• _Work required_:
In the copy, include no pictures, but reproduce every record exactly.

(Beginning of Data)

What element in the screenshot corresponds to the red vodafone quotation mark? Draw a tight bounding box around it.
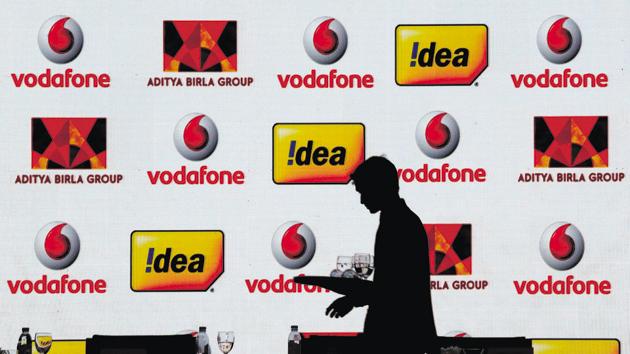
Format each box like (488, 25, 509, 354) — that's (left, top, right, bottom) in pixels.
(48, 17, 74, 54)
(313, 18, 338, 54)
(183, 114, 210, 151)
(537, 15, 581, 64)
(38, 15, 84, 63)
(425, 112, 451, 149)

(End of Data)

• _Answer for this exercise_:
What element in the screenshot corresponds to the red vodafone quotation mark? Draw a tight bounding box around it.
Format each box like (488, 25, 509, 354) — that's (left, top, right, bottom) in pixels.
(48, 17, 74, 54)
(313, 18, 338, 54)
(183, 114, 210, 151)
(537, 15, 581, 64)
(38, 15, 84, 63)
(425, 112, 451, 149)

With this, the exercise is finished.